→ **Given text**:

The G7 nations have agreed to step up action on climate change, renewing a pledge to raise $100 billion a year to help poor countries cut emissions.
After a summit in Britain, G7 leaders also promised to help developing countries move away from coal.
UK Prime Minister Boris Johnson, who hosted the three-day meeting, said on Sunday: “We were clear this weekend that action needs to start with us.”
However, some environmental groups said the promises lacked detail.
Developed countries agreed in 2009 to contribute $100 billion a year in climate finance to poorer countries by 2020. But the target was not met, in part because of the Covid pandemic.
While the G7 agreed to raise contributions to meet the target, Teresa Anderson, from Action Aid said: “The G7’s reaffirmation of the previous $100 billion a year target doesn’t come close to addressing the urgency and scale of the crisis.”
Catherine Pettengell, director at Climate Action Network, told Reuters news agency: “We had hoped that the leaders of the world’s richest nations would come away from this week having put their money their mouth is.”

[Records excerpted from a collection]
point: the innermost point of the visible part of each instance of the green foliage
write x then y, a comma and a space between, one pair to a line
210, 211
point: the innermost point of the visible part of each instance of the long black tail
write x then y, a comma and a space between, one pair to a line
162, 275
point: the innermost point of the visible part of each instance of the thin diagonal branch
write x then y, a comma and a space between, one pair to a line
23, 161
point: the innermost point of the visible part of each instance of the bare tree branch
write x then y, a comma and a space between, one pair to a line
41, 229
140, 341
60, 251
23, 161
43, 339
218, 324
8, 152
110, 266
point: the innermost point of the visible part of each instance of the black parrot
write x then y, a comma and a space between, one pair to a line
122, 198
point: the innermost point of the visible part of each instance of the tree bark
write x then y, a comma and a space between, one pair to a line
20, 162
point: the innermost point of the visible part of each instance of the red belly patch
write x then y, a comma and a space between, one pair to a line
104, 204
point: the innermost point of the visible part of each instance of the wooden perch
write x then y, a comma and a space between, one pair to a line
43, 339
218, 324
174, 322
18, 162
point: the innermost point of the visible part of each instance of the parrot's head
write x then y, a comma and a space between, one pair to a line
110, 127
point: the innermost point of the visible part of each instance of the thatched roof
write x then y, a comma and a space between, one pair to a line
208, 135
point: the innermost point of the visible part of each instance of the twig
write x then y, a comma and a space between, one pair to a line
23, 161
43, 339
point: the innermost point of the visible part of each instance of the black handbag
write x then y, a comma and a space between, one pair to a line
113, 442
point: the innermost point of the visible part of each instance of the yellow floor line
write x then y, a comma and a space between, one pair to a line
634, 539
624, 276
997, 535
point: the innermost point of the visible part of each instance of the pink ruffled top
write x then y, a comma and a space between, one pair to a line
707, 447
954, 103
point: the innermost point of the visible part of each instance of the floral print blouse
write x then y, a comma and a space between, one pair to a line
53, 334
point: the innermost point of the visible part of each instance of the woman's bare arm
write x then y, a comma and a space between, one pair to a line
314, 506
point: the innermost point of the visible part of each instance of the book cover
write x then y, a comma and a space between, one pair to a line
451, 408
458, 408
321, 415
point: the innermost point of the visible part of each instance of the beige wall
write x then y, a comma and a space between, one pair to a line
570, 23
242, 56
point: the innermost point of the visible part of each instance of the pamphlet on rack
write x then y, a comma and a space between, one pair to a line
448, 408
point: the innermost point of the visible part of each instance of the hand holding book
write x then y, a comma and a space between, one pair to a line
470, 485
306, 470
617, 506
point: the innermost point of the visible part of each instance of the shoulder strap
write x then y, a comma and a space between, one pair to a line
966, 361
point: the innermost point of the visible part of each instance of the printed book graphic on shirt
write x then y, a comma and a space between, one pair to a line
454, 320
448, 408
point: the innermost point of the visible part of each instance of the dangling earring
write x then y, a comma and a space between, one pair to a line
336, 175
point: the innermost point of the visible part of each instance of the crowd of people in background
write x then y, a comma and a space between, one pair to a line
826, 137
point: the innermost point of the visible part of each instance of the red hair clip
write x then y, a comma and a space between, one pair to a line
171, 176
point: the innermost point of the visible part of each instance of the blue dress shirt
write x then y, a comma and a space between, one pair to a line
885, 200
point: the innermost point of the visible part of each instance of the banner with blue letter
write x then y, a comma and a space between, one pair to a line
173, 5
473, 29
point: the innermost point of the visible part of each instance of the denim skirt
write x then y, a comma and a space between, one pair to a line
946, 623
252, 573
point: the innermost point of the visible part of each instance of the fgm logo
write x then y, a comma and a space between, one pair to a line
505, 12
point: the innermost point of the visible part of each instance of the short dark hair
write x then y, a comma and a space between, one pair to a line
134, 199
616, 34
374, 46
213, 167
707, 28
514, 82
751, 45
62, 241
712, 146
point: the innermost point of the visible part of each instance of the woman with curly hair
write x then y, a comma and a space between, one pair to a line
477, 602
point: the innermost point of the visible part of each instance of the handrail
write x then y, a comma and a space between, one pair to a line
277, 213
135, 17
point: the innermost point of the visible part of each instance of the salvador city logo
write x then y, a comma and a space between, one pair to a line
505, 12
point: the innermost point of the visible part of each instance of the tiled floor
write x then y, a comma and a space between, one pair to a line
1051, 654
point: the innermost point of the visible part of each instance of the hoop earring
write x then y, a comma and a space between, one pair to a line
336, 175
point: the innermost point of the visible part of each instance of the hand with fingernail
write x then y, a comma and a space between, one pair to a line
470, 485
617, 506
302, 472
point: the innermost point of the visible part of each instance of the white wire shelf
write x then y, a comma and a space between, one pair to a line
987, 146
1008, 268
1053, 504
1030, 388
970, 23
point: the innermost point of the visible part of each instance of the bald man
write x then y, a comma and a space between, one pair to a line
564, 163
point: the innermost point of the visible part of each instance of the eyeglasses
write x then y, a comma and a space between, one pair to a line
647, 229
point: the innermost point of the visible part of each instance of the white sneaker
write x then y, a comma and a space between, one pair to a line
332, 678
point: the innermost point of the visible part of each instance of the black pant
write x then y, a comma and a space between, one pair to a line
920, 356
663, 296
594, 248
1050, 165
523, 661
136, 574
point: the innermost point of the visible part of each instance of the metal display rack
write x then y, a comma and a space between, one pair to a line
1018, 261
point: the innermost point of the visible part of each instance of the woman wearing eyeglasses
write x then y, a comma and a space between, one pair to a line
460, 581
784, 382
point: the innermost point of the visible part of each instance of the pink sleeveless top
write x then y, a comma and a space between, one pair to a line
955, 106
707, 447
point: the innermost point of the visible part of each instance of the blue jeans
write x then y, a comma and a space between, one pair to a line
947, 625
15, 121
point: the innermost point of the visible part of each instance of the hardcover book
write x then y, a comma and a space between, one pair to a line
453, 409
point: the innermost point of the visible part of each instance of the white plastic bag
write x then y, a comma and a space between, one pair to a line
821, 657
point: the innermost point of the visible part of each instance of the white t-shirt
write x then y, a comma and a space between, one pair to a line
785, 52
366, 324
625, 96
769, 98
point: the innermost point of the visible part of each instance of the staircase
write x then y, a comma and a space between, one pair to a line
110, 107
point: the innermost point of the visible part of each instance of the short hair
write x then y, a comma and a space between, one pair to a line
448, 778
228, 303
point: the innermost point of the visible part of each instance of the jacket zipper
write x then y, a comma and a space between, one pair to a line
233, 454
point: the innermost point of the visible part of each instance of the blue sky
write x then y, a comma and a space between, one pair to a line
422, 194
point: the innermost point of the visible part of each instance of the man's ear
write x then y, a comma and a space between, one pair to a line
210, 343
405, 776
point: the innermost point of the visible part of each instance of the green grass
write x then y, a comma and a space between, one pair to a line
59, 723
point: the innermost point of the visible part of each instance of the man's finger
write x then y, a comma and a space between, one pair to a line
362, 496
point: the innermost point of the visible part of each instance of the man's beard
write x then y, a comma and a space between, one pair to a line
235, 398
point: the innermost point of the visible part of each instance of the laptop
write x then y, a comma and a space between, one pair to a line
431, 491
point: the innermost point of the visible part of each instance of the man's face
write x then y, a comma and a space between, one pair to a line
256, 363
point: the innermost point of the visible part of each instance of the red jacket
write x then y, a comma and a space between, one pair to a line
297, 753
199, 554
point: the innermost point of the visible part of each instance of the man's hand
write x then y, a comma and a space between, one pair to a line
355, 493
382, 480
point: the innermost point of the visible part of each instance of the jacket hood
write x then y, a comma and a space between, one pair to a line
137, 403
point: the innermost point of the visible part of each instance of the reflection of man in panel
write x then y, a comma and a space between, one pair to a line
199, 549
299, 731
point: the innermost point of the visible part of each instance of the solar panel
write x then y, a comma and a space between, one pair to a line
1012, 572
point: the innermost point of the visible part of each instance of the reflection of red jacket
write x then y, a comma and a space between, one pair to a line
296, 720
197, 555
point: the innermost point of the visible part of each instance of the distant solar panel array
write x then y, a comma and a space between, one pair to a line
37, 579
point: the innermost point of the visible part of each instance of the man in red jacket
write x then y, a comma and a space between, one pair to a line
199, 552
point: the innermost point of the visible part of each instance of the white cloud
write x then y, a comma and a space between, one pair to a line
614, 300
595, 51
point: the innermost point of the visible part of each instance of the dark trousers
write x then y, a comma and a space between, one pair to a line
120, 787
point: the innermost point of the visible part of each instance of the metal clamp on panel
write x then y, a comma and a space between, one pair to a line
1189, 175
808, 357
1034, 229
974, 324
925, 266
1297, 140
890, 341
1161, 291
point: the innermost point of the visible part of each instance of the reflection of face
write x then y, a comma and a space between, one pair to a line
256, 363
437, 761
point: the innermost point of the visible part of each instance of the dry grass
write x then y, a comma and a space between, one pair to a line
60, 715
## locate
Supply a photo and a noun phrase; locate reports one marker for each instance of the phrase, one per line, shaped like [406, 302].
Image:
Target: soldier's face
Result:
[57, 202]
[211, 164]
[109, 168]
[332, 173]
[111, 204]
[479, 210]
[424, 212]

→ **Prompt 1**:
Rewrite the paragraph of the G7 climate article that begins "Developed countries agreed in 2009" more briefly, keeping its main facts.
→ **Prompt 2**:
Write out the part of the G7 climate article between "After a summit" and "the Covid pandemic.", inclusive.

→ **Reply 1**:
In 2009, developed countries pledged $100 billion a year in climate finance to poorer countries by 2020. The goal was missed, partly because of the Covid pandemic.

→ **Reply 2**:
After a summit in Britain, G7 leaders also promised to help developing countries move away from coal.
UK Prime Minister Boris Johnson, who hosted the three-day meeting, said on Sunday: “We were clear this weekend that action needs to start with us.”
However, some environmental groups said the promises lacked detail.
Developed countries agreed in 2009 to contribute $100 billion a year in climate finance to poorer countries by 2020. But the target was not met, in part because of the Covid pandemic.